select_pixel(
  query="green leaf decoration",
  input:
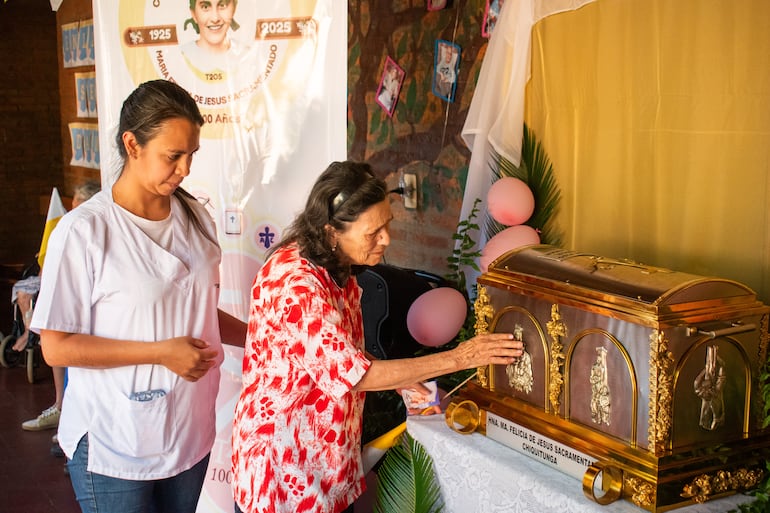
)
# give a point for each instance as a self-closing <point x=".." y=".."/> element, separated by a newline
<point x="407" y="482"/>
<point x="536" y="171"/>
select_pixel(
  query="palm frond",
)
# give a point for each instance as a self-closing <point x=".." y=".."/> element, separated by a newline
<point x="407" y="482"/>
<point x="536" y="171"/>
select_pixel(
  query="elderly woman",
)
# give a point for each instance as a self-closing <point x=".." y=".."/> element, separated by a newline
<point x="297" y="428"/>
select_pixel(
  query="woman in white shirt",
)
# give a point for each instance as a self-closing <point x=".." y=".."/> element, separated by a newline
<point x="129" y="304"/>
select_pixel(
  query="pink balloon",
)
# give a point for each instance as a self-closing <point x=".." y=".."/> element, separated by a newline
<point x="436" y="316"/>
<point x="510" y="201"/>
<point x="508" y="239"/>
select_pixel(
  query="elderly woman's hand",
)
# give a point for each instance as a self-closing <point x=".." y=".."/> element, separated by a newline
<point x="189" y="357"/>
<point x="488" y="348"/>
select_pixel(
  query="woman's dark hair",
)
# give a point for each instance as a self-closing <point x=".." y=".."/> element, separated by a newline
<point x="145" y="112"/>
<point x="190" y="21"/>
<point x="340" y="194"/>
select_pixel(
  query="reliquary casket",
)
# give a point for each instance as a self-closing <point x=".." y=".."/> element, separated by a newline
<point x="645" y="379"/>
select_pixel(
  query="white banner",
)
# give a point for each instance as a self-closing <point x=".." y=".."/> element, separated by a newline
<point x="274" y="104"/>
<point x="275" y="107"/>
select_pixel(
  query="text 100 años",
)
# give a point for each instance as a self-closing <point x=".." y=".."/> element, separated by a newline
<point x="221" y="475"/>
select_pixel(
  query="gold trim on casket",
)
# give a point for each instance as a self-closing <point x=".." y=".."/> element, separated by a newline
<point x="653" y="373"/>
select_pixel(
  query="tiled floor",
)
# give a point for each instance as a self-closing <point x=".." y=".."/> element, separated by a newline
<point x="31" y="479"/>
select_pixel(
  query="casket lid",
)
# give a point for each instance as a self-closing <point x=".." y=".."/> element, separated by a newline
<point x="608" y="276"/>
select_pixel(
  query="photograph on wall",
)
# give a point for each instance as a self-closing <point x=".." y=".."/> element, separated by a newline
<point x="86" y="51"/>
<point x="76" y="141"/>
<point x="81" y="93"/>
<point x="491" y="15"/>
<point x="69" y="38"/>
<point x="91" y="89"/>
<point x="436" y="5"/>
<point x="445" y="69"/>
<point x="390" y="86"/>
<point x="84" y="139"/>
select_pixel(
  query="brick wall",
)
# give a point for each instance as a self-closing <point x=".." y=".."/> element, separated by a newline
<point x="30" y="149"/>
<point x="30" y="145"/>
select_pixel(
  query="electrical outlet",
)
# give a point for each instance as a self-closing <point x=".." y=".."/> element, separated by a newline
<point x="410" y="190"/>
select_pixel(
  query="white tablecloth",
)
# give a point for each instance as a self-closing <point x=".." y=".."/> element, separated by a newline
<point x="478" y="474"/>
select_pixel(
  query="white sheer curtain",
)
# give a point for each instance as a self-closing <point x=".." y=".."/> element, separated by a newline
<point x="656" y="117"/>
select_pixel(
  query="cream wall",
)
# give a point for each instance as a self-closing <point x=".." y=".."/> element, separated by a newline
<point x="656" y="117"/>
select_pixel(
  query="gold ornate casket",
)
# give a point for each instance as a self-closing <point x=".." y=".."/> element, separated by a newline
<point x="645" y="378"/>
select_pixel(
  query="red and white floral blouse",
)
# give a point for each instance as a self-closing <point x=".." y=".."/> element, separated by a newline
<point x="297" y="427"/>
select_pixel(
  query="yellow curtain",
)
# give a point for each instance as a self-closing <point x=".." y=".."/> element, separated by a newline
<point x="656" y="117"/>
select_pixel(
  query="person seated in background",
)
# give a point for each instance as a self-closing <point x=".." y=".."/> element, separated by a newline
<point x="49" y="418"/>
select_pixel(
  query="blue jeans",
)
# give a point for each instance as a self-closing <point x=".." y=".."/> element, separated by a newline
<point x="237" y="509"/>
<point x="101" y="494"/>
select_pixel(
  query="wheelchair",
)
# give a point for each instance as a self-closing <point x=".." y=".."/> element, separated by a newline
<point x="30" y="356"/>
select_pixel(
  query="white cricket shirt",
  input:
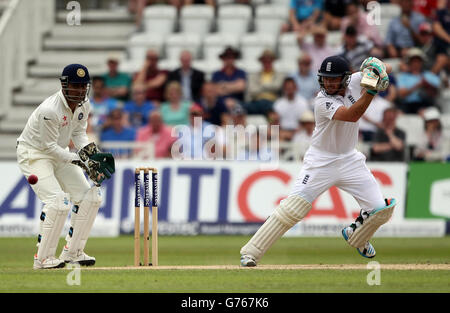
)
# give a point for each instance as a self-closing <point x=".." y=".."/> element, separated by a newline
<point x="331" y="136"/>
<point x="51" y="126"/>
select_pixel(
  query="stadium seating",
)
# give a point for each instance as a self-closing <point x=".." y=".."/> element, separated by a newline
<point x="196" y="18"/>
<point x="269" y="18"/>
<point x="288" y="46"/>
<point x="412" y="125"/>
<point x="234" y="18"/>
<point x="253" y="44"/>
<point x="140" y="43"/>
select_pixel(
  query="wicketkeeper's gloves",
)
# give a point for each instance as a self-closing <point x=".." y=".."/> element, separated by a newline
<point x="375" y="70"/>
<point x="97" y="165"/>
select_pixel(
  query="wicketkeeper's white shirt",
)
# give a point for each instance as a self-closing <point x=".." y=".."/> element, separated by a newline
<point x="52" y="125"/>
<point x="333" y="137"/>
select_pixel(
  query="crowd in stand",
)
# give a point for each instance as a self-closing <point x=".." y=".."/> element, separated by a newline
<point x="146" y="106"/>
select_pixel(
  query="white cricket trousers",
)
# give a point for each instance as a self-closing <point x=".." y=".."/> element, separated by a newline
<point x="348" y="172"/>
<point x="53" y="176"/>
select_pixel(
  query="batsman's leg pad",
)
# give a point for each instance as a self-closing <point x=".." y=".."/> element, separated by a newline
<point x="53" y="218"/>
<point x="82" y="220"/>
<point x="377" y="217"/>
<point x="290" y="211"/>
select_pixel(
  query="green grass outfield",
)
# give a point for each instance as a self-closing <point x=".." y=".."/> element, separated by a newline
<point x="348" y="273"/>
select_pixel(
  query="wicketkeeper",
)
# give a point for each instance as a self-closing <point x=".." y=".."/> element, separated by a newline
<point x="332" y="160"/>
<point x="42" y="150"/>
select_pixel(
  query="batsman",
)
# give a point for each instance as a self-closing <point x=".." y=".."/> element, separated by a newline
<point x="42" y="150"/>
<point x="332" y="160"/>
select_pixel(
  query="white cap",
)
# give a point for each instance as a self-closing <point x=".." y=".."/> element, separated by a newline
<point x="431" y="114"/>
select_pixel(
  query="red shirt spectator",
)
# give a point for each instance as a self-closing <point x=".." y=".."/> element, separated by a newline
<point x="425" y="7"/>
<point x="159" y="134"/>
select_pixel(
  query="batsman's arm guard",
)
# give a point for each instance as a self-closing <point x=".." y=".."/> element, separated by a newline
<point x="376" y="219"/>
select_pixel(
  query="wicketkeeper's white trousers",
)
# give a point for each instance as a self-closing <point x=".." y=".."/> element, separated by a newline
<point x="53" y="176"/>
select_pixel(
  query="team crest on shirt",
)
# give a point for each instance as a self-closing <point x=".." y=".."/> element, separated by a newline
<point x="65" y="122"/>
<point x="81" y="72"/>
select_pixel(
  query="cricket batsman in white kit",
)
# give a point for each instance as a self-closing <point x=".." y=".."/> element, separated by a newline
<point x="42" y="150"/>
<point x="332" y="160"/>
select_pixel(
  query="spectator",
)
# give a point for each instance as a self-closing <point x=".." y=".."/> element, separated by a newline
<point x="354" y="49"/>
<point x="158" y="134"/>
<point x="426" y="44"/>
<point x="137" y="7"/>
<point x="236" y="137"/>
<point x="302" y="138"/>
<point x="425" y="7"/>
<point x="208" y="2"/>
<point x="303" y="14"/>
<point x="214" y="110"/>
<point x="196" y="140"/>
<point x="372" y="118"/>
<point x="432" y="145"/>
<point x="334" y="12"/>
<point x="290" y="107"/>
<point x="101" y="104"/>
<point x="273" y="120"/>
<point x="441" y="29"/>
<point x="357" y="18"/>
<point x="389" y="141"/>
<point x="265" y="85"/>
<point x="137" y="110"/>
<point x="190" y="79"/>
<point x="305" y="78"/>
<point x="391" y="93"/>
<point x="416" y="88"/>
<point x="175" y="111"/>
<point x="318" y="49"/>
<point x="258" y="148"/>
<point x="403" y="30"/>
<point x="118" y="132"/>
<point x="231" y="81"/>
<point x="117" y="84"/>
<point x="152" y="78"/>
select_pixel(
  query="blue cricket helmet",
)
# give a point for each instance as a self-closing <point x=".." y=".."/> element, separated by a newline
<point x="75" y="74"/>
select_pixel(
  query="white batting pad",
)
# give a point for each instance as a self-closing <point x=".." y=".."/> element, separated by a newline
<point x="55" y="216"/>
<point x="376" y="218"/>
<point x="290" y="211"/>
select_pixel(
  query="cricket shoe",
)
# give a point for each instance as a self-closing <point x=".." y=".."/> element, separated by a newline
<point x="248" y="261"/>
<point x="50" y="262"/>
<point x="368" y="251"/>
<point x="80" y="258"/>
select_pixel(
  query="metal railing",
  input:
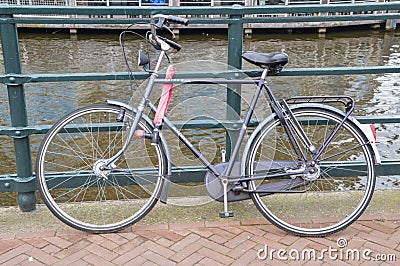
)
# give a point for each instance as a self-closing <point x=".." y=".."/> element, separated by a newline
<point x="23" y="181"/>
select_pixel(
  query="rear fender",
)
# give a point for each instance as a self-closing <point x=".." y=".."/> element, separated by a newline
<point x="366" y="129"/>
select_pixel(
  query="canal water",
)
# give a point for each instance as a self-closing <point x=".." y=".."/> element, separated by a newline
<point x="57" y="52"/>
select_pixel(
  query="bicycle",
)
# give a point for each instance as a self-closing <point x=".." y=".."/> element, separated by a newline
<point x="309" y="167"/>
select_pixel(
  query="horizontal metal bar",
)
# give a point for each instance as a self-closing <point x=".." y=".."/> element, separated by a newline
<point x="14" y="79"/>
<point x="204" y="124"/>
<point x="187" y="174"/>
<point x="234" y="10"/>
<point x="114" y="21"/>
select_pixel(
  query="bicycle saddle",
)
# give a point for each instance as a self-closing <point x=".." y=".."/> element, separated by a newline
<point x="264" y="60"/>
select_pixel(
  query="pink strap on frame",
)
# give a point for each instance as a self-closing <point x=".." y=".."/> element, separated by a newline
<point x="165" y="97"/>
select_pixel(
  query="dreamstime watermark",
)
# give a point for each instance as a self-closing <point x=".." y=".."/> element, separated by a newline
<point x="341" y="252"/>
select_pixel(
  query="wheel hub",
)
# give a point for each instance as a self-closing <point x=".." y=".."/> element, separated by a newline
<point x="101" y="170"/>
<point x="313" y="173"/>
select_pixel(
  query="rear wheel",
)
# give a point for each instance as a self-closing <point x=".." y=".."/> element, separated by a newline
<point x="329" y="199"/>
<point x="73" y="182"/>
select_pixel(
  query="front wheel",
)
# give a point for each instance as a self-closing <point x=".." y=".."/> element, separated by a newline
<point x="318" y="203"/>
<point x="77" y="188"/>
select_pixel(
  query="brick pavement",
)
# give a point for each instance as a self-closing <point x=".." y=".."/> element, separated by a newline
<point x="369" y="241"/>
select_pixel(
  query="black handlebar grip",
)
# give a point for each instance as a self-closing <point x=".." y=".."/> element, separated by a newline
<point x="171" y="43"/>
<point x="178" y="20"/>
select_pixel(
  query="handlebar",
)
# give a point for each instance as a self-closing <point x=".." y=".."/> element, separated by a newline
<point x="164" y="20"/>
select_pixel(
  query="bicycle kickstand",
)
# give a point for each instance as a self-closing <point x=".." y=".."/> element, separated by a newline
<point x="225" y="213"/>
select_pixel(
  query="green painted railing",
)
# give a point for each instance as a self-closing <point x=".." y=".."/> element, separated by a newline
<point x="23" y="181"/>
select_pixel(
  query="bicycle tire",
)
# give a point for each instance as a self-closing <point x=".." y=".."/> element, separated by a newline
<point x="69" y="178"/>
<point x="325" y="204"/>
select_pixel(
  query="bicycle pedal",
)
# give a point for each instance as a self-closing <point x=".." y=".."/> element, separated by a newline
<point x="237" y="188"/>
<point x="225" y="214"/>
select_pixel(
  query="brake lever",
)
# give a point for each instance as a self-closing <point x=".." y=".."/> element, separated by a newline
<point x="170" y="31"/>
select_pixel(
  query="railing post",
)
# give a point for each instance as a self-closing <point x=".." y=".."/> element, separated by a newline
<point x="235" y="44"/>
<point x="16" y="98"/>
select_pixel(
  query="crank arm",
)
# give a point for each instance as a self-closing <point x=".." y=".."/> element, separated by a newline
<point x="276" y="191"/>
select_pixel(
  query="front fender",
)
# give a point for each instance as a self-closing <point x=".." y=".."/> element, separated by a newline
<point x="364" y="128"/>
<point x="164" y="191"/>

§ §

- EXERCISE GOAL -
Which lines of the data contain the string "front"? Copy each one.

- YOUR SOLUTION -
  query="front wheel",
  query="front fender",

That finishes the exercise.